_Objetivo 1_
Convierta a un CSV de dos columnas, "enunciado" y "respuesta", las entradas comenzando en la línea que contiene "In the photo above, where can the jacket zipper" y terminando al final de las entradas, con ambos extremos incluidos. Cada entrada ocupa una fila, con cada campo entre comillas y los saltos de línea reemplazados por espacios.
----- Fragmento de origen
"Sólo la imaginación nos permite acceder a lo real": Mario Ortíz inauguró el Filba Nacional
Filba
Viernes 01 de agosto de 2025
Por Mario Ortíz.
Ante todo, quiero agradecerles infinitamente el honor que me concedieron de decir estas palabras. Es un orgullo y al mismo tiempo un compromiso intimidante porque sólo pensar que fui elegido para abrir el FILBA en Bahía Blanca ante tantos escritores y lectores me dan ganas “de hacerme humo en un sotreta” como dijo Martín Fierro al escapar del fortín que, según parece, no debía estar muy lejos de acá a juzgar por la película de Torre Nilsson que la filmó en la Cueva de los Leones, a la salida de la ruta 33.
Por supuesto, quiero agradecer a Amalia Sanz, directora de la Fundación Filba, a todo su equipo y a los actores culturales bahienses e instituciones que posibilitan que nuestra bahía sea nuevamente la sede de este festival trece años después de haber sido la ciudad inaugural de esta propuesta federal. Como dice la directora, fue el puerto de partida hacia muchos itinerarios que hicieron de ahí en adelante.
----------
_Objetivo 2_
Reproduzca literalmente el pasaje del discurso comenzando en "Por supuesto, quiero" y terminando en "ahí en adelante.".
----- Datos para procesar
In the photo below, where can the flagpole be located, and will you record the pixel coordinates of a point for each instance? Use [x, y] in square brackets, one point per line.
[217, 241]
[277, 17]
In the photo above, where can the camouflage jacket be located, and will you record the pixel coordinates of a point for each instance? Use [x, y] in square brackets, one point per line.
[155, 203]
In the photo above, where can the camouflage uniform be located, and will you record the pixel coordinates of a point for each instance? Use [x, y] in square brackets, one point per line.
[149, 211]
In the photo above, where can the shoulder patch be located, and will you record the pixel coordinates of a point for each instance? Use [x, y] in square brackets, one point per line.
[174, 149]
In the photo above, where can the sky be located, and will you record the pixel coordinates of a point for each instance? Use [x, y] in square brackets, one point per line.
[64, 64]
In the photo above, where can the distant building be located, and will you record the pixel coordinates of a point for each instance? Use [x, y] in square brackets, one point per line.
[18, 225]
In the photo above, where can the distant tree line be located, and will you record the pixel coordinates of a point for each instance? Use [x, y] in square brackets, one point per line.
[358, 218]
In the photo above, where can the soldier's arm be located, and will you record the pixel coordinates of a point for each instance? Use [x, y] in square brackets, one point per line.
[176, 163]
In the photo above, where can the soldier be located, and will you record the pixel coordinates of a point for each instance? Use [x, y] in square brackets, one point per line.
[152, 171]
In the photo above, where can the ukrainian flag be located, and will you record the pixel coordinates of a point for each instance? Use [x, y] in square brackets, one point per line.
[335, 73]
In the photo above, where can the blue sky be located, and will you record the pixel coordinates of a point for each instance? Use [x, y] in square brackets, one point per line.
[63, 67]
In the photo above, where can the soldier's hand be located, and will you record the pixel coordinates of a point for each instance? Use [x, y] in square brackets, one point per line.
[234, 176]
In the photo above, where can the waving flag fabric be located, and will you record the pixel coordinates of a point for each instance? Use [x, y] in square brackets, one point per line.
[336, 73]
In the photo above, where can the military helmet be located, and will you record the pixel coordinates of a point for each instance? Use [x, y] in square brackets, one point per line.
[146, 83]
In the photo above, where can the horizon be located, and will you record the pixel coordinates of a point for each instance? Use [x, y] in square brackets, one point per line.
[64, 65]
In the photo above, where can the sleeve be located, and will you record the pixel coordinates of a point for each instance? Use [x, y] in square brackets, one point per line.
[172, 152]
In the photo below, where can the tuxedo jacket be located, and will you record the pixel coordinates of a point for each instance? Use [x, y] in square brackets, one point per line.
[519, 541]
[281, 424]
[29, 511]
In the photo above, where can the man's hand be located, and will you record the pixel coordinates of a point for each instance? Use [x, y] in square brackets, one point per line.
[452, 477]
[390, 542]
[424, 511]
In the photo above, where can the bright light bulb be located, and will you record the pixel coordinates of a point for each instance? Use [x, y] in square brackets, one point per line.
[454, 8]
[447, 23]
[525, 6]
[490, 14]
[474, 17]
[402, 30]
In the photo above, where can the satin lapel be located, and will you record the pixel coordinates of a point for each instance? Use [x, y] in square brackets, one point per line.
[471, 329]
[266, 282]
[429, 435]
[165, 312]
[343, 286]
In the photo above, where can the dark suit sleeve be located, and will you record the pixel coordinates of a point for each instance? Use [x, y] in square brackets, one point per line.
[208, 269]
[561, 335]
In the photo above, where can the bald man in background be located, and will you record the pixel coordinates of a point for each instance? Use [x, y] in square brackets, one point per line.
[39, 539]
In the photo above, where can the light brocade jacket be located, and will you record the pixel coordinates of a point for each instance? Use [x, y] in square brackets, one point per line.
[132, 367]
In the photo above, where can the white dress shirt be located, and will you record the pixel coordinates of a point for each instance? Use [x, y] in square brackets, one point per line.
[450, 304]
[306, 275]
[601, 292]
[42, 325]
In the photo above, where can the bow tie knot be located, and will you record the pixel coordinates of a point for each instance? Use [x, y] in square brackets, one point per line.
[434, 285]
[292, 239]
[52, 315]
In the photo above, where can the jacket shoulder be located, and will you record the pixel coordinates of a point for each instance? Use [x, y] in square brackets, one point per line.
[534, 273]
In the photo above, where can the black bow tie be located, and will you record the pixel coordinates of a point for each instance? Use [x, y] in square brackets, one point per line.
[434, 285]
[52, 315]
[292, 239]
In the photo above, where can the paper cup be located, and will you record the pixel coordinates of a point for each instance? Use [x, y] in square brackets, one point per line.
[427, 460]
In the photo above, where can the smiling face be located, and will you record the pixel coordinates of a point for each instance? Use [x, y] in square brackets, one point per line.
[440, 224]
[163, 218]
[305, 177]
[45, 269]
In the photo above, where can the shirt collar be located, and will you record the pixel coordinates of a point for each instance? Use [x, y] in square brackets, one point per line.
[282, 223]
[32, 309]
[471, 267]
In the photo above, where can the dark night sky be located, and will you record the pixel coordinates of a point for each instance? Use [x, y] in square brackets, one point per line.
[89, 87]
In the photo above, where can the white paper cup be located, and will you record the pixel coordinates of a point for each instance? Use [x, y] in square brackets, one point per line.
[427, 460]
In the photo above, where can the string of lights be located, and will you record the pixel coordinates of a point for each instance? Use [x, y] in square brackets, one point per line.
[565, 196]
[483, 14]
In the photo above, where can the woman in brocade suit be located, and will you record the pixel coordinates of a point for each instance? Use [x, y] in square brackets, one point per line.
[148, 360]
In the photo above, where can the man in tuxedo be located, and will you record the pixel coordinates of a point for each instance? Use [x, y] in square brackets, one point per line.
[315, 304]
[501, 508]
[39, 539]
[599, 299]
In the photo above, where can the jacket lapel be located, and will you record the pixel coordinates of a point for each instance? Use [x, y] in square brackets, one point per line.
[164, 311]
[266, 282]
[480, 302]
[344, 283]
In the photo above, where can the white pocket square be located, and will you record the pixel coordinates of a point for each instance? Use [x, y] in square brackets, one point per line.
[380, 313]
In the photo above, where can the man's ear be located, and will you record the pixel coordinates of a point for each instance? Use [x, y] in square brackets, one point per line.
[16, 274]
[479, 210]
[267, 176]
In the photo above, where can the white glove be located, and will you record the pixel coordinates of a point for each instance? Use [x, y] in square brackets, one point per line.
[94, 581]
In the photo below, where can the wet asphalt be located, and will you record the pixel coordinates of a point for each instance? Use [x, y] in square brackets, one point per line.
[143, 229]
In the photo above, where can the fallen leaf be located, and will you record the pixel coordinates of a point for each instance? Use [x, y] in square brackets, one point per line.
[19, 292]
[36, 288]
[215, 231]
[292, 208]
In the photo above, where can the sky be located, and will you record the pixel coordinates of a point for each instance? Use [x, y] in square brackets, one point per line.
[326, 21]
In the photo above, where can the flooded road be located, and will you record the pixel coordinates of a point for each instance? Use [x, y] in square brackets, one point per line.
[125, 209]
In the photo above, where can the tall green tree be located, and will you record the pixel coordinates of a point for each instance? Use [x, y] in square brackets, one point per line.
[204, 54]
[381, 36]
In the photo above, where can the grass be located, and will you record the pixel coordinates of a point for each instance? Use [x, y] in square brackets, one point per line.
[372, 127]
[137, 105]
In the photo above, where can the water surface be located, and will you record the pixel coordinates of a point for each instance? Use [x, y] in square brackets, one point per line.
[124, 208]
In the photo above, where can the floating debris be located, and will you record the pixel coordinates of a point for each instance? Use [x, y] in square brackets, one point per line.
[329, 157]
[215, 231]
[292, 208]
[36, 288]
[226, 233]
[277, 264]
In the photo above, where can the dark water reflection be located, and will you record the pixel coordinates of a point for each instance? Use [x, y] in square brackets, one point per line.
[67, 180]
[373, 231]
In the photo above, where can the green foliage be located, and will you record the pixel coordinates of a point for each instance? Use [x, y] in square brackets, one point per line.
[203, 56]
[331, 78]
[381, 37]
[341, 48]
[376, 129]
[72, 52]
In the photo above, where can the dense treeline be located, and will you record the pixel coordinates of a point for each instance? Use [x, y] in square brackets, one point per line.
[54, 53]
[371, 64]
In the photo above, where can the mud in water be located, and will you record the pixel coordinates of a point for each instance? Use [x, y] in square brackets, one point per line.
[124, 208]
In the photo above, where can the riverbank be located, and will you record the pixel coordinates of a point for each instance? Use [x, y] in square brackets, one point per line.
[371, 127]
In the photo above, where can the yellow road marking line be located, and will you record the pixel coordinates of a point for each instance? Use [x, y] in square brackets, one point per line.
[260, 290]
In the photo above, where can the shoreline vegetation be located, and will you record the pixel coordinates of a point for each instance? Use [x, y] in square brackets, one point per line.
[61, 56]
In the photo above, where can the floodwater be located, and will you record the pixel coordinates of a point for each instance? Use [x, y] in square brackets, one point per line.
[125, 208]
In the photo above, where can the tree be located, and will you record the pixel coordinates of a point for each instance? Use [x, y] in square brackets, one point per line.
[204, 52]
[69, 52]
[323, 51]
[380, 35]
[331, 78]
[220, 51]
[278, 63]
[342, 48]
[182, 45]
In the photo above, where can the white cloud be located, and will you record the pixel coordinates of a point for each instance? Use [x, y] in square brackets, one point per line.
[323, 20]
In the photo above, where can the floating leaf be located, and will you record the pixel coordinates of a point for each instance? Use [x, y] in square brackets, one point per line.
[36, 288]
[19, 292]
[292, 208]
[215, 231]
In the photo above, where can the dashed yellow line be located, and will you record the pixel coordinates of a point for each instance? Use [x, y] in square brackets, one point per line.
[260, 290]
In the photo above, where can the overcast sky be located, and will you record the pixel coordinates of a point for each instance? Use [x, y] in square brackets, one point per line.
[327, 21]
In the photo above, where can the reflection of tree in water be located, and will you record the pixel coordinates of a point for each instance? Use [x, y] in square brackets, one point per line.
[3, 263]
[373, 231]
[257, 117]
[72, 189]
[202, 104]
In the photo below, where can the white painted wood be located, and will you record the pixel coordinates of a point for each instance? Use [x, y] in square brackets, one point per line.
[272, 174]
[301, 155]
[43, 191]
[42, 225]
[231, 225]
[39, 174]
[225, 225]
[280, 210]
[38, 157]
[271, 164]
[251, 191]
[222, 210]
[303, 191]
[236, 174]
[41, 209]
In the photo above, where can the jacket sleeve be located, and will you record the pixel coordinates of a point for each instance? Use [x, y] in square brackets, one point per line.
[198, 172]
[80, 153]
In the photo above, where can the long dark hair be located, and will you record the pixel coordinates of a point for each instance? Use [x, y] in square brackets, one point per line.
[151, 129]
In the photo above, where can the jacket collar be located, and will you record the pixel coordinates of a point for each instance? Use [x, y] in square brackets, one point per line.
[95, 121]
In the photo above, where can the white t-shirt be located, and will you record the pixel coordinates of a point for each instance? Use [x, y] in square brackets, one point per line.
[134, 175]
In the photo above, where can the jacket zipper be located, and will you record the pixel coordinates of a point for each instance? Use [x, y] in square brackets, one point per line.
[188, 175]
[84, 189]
----------
_Respuesta final 1_
enunciado,respuesta
"In the photo above, where can the jacket zipper be located, and will you record the pixel coordinates of a point for each instance? Use [x, y] in square brackets, one point per line.","[188, 175] [84, 189]"

_Respuesta final 2_
Por supuesto, quiero agradecer a Amalia Sanz, directora de la Fundación Filba, a todo su equipo y a los actores culturales bahienses e instituciones que posibilitan que nuestra bahía sea nuevamente la sede de este festival trece años después de haber sido la ciudad inaugural de esta propuesta federal. Como dice la directora, fue el puerto de partida hacia muchos itinerarios que hicieron de ahí en adelante.